* start Provided passage *

SciPy

Questions

When you need more advanced mathematical functions, where do you look?

Objectives

Understand that SciPy exists and what kinds of things it has.
Understand the importance of using external libraries and how to use them.
Understand the purpose of wrapping existing C/Fortran code.
Non-objective: know details of everything (or anything) in SciPy.

What’s in SciPy?

Briefly, it contains functionality for

Special functions (Bessel, Gamma, etc.)
Numerical integration
Optimization
Interpolation
Fast Fourier Transform (FFT)
Signal processing
Linear algebra (more complete than in NumPy)
Sparse matrices
Statistics
More I/O routine, e.g. Matrix Market format for sparse matrices, MATLAB files (.mat), etc.

Many (most?) of these are not written specifically for SciPy, but use the best available open source C or Fortran libraries. Thus, you get the best of Python and the best of compiled languages.

Most functions are documented ridiculously well from a scientific standpoint: you aren’t just using some unknown function, but have a full scientific description and citation to the method and implementation.

Exercises: use SciPy

These exercises do not exist because you might need these functions someday. They are because you will need to read documentation and understand documentation of an an external library eventually.

* end Provided passage *

What is asked
**1)** Rewrite the portion of the SciPy overview that starts with "Many (most?) of" and ends with "method and implementation.", putting "freely licensed" in place of "open source".
**2)** Extend the SciPy overview from the point where it stops.

* start Supplied material *

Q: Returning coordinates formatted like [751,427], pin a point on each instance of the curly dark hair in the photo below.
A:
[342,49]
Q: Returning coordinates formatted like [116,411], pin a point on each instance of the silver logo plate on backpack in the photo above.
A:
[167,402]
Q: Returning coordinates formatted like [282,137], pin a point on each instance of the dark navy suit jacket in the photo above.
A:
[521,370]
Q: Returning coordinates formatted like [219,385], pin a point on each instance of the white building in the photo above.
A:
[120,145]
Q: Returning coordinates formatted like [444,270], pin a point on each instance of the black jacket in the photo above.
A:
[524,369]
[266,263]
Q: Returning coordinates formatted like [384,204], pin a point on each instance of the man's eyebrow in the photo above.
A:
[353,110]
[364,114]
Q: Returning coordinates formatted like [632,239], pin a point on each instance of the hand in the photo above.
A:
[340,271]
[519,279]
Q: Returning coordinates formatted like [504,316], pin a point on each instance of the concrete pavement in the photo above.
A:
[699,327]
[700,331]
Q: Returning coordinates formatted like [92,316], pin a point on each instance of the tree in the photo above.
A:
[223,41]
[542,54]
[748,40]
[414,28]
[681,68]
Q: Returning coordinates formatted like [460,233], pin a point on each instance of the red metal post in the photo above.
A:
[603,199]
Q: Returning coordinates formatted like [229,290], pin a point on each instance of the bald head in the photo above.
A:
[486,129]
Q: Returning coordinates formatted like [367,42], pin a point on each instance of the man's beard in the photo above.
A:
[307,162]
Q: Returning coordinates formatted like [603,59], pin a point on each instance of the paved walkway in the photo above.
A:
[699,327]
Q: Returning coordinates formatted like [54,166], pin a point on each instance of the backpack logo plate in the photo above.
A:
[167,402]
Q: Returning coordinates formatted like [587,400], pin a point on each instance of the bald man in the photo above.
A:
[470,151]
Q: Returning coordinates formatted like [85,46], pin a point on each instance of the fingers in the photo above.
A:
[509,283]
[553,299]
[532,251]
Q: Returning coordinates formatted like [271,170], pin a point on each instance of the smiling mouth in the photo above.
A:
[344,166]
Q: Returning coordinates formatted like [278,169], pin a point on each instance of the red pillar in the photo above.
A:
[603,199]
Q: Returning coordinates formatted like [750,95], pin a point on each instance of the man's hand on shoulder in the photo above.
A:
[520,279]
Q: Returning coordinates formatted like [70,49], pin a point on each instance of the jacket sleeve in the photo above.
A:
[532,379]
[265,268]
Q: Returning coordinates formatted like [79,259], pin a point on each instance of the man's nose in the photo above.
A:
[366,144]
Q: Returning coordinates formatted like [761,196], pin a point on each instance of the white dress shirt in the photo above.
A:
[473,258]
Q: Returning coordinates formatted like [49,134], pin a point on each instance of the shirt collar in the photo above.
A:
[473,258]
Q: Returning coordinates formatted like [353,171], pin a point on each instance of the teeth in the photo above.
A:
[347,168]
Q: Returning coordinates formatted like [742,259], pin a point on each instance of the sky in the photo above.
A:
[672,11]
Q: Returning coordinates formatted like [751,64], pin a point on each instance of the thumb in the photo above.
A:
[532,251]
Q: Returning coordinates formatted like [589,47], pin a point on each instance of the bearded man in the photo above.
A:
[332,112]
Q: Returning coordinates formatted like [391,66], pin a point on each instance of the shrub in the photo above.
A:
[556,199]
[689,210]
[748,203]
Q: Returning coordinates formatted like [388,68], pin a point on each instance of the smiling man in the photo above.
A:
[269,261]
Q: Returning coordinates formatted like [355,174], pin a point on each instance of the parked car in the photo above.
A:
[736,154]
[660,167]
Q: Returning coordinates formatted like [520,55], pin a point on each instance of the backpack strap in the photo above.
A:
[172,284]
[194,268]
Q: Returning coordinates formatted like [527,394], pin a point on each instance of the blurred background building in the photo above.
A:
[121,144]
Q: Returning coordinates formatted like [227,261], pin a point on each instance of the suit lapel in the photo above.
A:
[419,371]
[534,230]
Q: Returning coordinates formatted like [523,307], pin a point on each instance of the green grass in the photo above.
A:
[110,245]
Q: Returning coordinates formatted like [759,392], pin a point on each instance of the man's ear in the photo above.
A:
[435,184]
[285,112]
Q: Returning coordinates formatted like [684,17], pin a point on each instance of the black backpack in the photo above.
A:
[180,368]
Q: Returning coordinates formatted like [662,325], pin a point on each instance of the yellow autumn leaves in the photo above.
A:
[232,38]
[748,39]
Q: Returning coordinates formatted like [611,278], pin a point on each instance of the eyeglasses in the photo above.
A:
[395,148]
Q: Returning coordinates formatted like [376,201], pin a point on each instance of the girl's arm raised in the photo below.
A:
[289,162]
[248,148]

* end Supplied material *

In response
**1)**
Many (most?) of these are not written specifically for SciPy, but use the best available freely licensed C or Fortran libraries. Thus, you get the best of Python and the best of compiled languages.

Most functions are documented ridiculously well from a scientific standpoint: you aren’t just using some unknown function, but have a full scientific description and citation to the method and implementation.

**2)**
1: Numerical integration

Exercise

Do the following exercise or read the documentation and understand the relevant functions of SciPy:

Define a function of one variable and using scipy.integrate.quad calculate the integral of your function in the interval [0.0, 4.0]. Then vary the interval and also modify the function and check whether scipy can integrate it.

Solution

from scipy import integrate

def myfunction(x):
    # you need to define result
    return result

integral = integrate.quad(myfunction, 0.0, 4.0)
print(integral)

quad uses the Fortran library QUADPACK, which one can assume is pretty good. You can also see a whole lot of scientific information about the function on the docs page - including the scientific names of the methods used.

2: Sparse matrices

Exercise

Do the following exercise or read the documentation and understand the relevant functions of SciPy:

Use the SciPy sparse matrix functionality to create a random sparse matrix with a probability of non-zero elements of 0.05 and size 10000 x 10000. The use the SciPy sparse linear algebra support to calculate the matrix-vector product of the sparse matrix you just created and a random vector. Use the %timeit macro to measure how long it takes. Does the optional format argument when you create the sparse matrix make a difference?

Then, compare to how long it takes if you’d instead first convert the sparse matrix to a normal NumPy dense array, and use the NumPy dot method to calculate the matrix-vector product.

Can you figure out a quick rule of thumb when it’s worth using a sparse matrix representation vs. a dense representation?

Solution

The basic code to do the test is:

import numpy
import scipy.sparse

vector = numpy.random.random(10000)
matrix = scipy.sparse.rand(10000, 10000, density=.05, format='csc')

# We time this line
matrix.dot(vector)

From the top of the spare matrix module documentation, we can see there are a variety of different available sparse matrix types: bsr, coo, csr, csc, etc. These each represent a different way of storing the matrices.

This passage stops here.